● **WHAT YOU HAVE TO DO**: Copy the stretch of material from the line containing "Reviewer note: every instance of the foliage" through the line containing "pixel 79 65", keeping every line unchanged. Leave the pictures out of your copy.

● **DATA FOR THIS TASK**:
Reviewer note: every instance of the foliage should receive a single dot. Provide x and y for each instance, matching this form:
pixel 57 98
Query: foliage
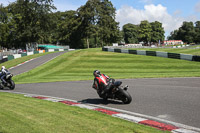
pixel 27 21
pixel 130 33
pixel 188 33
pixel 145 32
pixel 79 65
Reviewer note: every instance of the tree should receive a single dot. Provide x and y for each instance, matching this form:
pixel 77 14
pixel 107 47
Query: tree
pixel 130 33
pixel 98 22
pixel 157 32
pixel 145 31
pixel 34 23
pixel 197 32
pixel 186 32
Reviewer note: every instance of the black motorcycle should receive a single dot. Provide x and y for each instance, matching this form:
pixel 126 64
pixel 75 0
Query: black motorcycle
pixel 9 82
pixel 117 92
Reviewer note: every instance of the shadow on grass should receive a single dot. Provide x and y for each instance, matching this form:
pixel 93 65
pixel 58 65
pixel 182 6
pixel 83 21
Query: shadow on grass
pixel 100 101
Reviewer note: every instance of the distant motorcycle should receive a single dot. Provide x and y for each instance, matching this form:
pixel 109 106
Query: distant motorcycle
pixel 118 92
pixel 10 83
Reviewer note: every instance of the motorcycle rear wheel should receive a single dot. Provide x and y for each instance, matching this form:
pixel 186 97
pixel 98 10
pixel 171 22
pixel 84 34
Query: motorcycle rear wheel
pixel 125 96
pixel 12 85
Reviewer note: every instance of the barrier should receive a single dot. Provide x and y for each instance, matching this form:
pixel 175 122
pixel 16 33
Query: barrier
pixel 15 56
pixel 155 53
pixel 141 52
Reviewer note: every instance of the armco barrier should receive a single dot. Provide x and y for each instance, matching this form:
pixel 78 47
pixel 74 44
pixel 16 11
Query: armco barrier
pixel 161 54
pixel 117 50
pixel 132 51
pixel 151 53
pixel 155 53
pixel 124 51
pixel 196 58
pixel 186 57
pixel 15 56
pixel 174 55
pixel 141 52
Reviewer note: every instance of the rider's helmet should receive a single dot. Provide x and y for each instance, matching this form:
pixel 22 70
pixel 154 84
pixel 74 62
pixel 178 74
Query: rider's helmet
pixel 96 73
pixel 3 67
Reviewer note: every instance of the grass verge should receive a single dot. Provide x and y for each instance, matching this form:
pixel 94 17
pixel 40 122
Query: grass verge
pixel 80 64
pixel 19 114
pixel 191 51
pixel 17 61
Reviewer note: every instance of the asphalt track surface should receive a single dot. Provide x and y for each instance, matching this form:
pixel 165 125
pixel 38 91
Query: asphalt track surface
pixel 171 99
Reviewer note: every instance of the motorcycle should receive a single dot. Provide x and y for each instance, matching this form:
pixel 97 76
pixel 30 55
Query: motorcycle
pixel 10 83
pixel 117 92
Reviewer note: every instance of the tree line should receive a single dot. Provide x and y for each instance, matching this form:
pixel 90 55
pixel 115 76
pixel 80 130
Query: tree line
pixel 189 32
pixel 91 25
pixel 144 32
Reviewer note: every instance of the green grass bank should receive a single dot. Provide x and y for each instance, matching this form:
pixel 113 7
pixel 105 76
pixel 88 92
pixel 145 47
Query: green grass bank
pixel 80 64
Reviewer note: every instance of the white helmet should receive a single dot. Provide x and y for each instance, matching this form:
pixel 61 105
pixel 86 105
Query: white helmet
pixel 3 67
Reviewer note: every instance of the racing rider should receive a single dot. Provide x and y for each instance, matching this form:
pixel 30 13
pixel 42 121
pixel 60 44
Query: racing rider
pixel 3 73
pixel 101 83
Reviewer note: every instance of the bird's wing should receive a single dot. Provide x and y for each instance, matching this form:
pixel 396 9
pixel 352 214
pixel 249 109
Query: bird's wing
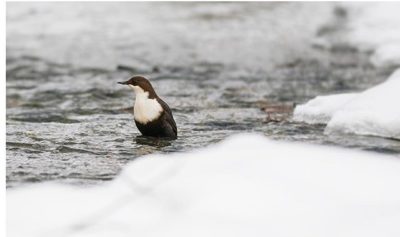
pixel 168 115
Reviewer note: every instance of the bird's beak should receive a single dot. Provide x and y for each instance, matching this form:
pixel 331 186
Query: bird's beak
==
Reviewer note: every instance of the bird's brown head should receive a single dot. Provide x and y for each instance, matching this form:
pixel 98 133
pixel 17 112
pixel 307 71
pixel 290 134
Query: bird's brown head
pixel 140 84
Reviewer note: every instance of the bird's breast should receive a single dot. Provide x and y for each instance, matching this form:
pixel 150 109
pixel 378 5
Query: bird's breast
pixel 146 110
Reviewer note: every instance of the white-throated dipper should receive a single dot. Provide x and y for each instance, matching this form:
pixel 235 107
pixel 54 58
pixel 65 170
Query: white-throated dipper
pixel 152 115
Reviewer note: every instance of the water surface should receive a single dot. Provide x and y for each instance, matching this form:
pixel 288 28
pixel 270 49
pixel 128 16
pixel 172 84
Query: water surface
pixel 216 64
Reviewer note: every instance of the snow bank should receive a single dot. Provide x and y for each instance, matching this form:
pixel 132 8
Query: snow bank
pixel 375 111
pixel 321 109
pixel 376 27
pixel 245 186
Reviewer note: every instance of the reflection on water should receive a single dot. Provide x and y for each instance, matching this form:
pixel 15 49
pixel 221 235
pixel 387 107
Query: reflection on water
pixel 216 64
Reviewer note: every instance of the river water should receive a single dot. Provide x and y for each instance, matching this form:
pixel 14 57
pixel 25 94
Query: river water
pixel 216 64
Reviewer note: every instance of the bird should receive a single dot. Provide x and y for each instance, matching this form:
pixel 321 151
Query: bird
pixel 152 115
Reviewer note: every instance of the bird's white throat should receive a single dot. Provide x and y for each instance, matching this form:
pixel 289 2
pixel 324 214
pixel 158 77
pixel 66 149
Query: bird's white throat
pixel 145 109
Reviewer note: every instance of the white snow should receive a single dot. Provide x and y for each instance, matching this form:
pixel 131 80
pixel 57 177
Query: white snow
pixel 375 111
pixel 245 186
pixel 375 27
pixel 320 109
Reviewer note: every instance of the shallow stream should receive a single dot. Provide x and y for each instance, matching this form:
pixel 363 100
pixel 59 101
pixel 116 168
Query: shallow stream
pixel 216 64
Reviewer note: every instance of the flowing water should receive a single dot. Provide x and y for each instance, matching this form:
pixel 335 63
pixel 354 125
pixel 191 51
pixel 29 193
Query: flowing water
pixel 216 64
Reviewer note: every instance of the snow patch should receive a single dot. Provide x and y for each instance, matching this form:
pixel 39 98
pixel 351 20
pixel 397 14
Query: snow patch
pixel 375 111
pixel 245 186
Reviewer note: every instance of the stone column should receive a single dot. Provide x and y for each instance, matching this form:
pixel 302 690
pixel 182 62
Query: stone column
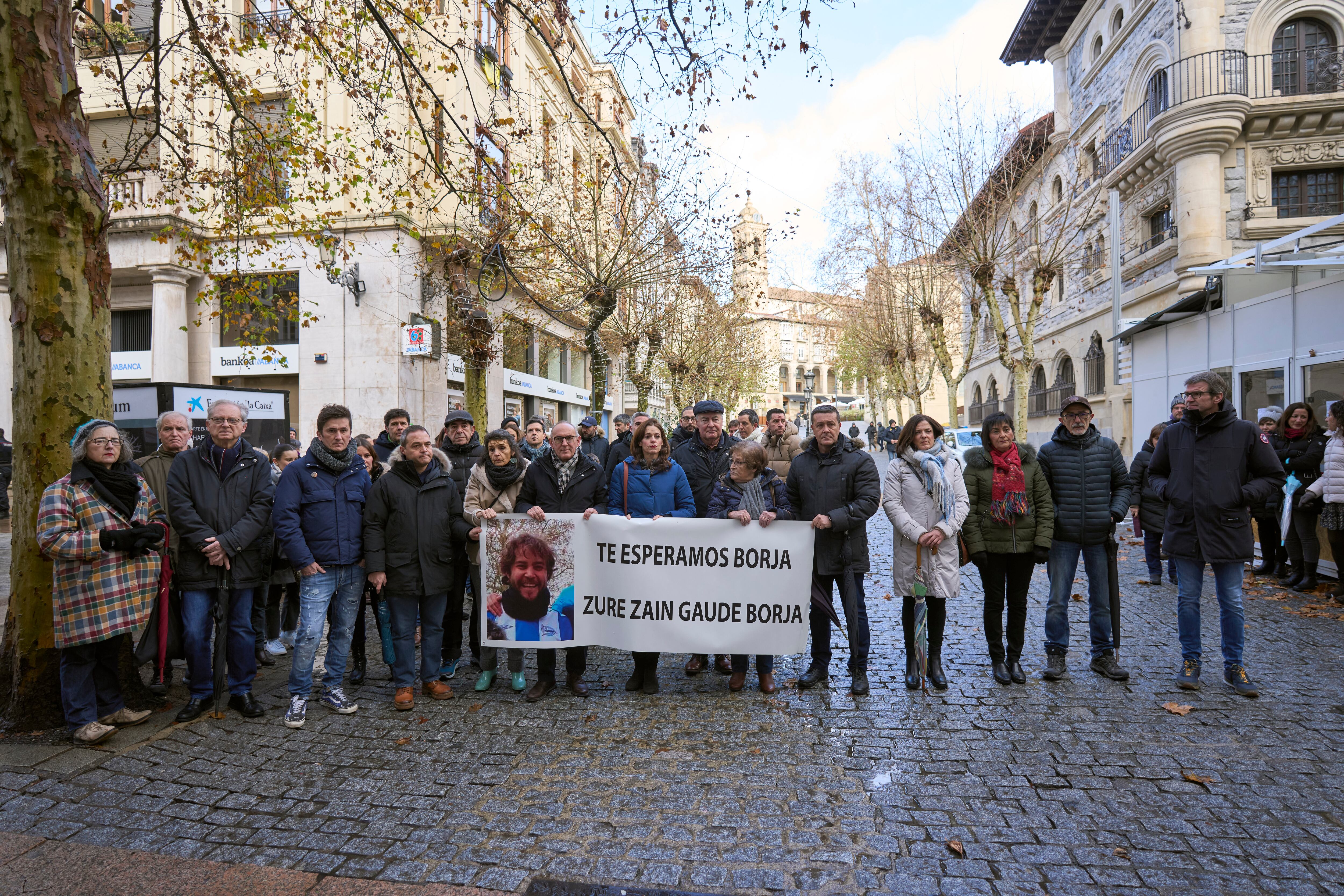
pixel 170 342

● **REPLY TO THE TASK**:
Reviewer note: every instance of the foliage should receive a single dot. Provide x and y for each instance, matching this form:
pixel 57 98
Query: foliage
pixel 27 21
pixel 130 33
pixel 188 33
pixel 145 32
pixel 79 65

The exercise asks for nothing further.